[Stored data]
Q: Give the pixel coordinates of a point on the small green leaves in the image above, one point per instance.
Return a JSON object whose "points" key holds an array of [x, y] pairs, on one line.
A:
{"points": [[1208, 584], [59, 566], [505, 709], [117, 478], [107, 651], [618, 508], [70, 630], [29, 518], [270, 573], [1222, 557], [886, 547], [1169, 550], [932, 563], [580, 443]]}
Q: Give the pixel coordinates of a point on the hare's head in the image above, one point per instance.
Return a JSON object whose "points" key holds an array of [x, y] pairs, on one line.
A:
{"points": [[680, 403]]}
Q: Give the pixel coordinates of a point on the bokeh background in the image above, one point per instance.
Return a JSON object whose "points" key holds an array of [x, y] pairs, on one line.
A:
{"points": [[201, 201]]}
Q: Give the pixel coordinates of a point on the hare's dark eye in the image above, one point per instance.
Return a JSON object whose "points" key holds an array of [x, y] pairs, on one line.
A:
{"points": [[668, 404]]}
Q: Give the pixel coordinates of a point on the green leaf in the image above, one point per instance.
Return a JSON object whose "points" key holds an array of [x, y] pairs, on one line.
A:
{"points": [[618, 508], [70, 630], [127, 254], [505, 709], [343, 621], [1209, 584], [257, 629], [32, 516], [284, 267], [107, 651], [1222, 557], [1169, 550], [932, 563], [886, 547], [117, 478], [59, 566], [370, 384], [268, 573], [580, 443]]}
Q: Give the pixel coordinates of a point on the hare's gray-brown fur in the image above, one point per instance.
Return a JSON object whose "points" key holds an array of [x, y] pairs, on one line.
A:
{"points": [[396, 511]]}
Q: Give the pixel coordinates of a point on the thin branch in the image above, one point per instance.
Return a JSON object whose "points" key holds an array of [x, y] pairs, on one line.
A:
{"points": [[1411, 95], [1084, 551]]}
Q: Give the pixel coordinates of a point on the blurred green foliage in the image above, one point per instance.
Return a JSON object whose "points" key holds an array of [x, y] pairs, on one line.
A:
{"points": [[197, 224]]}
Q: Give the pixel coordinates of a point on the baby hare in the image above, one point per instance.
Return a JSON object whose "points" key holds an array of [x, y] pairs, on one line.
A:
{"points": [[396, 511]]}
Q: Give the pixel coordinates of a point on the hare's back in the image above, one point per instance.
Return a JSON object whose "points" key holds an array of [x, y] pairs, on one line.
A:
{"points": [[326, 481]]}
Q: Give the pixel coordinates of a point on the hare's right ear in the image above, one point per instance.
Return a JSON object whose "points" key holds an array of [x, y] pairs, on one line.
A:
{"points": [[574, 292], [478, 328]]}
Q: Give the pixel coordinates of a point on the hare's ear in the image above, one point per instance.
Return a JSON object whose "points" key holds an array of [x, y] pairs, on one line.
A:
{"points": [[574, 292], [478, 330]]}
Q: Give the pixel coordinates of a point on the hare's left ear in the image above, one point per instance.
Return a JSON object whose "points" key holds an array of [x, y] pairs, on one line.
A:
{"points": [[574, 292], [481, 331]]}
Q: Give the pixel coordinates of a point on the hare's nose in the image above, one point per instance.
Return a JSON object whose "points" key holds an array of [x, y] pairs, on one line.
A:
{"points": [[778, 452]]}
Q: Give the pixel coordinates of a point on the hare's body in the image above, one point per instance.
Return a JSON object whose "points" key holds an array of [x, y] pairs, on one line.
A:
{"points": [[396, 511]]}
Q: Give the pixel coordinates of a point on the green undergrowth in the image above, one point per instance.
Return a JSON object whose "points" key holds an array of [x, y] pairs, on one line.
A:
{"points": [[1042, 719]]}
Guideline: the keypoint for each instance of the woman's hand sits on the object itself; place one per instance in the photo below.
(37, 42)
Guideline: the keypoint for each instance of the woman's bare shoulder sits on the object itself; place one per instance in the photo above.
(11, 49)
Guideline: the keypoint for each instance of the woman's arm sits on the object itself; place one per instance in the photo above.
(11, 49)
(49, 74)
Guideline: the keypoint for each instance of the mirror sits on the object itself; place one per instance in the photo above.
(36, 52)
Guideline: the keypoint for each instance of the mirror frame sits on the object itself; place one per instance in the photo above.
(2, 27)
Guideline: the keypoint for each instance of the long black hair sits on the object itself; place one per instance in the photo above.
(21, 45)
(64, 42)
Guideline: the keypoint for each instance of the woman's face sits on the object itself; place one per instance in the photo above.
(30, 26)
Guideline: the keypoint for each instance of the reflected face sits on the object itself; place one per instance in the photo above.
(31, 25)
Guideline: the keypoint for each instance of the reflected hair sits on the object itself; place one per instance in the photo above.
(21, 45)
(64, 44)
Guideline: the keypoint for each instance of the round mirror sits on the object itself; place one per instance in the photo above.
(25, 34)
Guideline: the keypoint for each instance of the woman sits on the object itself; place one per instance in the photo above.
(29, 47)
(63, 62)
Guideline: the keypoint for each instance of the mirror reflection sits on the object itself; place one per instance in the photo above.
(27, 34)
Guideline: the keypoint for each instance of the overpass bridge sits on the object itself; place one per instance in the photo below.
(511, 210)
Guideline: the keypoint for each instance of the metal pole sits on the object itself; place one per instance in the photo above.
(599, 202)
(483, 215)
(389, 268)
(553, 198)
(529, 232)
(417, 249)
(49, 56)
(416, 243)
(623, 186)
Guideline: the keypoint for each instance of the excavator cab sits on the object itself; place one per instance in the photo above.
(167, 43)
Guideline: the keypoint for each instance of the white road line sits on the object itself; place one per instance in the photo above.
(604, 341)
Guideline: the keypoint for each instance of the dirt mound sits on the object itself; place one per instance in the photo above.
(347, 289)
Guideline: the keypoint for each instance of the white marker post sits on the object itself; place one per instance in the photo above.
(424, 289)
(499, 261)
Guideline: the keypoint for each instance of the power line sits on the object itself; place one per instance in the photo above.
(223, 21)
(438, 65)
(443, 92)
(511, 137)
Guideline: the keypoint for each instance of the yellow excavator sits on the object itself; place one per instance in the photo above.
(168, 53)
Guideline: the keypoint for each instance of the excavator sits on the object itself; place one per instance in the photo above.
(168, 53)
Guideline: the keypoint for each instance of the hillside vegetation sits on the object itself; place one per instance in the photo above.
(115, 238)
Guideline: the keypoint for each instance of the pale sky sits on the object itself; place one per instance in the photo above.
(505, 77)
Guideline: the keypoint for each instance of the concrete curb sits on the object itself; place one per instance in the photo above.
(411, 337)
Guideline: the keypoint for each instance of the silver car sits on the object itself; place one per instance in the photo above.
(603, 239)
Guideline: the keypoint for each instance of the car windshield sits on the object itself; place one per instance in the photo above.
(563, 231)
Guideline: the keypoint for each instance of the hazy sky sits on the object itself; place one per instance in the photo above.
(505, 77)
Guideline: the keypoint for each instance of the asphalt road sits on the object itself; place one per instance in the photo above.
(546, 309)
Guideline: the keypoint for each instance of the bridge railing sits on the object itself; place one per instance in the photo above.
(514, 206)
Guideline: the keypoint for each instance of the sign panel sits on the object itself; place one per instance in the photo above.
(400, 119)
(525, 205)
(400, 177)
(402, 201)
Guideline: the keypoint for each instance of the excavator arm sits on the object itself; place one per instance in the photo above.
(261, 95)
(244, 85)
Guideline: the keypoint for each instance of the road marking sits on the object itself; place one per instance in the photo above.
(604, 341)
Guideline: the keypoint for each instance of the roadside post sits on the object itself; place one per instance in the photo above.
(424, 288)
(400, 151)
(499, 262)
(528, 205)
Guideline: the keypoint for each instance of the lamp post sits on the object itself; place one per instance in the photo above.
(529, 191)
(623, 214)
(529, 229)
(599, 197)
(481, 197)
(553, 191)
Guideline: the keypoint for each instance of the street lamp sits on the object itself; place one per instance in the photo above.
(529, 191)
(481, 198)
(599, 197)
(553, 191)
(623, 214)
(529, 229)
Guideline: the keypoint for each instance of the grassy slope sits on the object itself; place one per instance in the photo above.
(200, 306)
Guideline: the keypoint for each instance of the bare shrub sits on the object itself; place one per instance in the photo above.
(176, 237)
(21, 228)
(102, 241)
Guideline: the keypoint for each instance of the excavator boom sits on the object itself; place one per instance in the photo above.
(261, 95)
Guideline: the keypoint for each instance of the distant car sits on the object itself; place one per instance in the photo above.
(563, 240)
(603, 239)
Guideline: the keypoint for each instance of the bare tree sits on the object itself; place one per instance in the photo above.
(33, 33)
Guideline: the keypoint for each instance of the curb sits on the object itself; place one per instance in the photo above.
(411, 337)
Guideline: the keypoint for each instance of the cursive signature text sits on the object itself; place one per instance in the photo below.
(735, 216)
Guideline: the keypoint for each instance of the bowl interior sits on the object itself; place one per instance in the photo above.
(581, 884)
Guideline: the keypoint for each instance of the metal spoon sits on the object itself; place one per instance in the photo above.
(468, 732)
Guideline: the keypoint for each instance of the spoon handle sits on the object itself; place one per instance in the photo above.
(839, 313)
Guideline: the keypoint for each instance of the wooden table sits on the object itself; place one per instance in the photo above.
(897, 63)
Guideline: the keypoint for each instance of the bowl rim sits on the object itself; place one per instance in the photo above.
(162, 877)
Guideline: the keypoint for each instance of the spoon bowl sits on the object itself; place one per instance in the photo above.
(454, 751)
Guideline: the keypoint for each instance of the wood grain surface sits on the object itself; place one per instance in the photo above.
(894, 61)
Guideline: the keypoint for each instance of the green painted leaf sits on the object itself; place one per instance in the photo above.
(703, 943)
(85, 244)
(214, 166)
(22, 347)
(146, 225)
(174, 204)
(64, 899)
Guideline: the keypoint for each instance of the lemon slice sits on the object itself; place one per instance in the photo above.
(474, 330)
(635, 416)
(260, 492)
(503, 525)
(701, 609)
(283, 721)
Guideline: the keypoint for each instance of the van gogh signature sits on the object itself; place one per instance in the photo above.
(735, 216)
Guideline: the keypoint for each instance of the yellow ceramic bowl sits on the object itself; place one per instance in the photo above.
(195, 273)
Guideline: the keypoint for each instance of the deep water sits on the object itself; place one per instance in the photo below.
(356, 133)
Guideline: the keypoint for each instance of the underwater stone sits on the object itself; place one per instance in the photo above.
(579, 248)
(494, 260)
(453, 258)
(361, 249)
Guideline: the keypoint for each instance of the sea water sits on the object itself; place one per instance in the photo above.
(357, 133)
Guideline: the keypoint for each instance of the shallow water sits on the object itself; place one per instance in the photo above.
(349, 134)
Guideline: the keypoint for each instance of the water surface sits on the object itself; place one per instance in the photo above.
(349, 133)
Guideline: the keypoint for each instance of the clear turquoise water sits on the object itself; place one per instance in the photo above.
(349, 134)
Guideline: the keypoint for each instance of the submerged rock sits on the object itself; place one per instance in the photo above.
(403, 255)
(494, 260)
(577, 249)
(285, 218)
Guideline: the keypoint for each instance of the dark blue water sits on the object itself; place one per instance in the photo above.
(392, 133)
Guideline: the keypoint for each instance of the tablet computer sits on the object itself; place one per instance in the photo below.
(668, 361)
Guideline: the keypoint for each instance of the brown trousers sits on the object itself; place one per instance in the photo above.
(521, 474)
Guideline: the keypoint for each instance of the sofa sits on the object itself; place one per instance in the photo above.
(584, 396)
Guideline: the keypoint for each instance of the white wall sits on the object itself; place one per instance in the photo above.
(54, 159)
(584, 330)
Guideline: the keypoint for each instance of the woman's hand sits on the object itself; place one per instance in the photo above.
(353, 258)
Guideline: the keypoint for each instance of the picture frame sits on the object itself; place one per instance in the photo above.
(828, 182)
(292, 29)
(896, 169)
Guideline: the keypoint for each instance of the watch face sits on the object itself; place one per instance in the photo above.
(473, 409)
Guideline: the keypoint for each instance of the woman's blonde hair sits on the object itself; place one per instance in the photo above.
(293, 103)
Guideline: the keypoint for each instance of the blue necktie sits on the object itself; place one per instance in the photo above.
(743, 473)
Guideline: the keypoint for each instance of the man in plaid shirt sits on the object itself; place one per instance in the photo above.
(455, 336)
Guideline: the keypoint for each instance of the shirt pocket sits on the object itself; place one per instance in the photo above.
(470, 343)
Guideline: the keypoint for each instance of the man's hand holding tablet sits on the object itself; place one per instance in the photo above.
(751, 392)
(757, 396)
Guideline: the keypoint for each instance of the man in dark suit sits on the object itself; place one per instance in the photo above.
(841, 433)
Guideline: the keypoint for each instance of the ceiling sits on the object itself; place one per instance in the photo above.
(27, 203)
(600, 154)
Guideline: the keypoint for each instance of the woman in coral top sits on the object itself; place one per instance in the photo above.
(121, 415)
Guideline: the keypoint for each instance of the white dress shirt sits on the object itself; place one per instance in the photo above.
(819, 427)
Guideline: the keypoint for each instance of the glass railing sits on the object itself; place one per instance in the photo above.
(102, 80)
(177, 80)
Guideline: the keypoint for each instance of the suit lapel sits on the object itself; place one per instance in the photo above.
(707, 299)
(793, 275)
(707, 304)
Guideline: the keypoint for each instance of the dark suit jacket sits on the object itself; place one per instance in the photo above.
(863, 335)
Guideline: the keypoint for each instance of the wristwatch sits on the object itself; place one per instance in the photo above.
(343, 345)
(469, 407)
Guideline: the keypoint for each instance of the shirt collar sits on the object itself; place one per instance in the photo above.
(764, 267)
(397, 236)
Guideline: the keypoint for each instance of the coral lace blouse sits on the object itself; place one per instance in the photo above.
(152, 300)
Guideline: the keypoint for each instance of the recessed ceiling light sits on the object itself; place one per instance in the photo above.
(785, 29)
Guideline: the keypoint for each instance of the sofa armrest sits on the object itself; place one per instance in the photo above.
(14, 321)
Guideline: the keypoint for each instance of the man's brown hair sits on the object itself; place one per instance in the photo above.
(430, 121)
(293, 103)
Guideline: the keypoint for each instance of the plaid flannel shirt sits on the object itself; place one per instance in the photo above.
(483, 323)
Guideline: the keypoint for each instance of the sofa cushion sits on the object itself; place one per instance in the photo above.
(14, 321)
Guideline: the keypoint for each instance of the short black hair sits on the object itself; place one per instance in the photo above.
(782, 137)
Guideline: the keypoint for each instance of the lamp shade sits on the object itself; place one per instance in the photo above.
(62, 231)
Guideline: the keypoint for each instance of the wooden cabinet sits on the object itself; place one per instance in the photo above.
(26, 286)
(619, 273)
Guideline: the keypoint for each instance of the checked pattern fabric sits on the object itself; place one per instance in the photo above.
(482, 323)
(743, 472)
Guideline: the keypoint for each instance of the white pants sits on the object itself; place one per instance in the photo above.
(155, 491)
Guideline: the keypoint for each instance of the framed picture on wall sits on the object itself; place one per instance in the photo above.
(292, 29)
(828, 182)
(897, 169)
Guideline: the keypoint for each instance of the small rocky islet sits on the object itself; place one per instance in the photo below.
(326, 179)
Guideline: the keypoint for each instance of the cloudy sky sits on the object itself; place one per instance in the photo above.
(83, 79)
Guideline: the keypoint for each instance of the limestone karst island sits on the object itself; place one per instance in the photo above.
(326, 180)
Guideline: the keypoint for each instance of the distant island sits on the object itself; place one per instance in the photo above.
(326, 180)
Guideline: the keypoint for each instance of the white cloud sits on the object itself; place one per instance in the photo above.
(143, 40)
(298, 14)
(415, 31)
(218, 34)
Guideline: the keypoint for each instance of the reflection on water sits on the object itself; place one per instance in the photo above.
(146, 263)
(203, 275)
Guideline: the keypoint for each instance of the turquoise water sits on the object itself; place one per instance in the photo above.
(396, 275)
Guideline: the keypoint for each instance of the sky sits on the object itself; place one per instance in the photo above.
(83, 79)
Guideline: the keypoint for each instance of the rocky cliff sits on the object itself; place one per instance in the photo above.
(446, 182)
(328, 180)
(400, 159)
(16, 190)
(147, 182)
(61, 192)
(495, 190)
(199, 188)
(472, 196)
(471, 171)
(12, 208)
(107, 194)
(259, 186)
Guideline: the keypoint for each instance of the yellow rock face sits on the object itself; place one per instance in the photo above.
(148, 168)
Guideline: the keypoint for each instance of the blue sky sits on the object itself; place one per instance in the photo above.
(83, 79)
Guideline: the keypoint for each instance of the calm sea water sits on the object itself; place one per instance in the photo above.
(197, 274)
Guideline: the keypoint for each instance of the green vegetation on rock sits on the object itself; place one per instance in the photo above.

*WORK TO COMPLETE*
Where does "hare" occur in the data? Copy each line that has it.

*TASK OUTPUT*
Q: Give the pixel coordinates of a point on the hare's head in the image above, one point per instance.
Q: Give the pixel coordinates of a point on the hare's dark eye in the image above, one point per instance.
Q: Give the pixel coordinates of a point on the hare's gray-brown fur in the image above, one point per instance.
Q: Give the pixel coordinates of a point on the baby hare in the image above, one point per instance.
Q: Give the pixel coordinates of a point on the hare's back in the image above, one point per instance.
Q: Give the pixel coordinates of a point on the hare's right ear in the image above, one point per instance.
Q: Give the pixel coordinates of a point on the hare's ear in the image above, one point per instance.
Q: Give the pixel coordinates of a point on the hare's left ear in the image above, one point per instance.
Q: Give the pixel coordinates of a point on the hare's nose in the image above, one point per instance.
Q: Give the pixel coordinates of a point on the hare's body in the image above, one point per instance.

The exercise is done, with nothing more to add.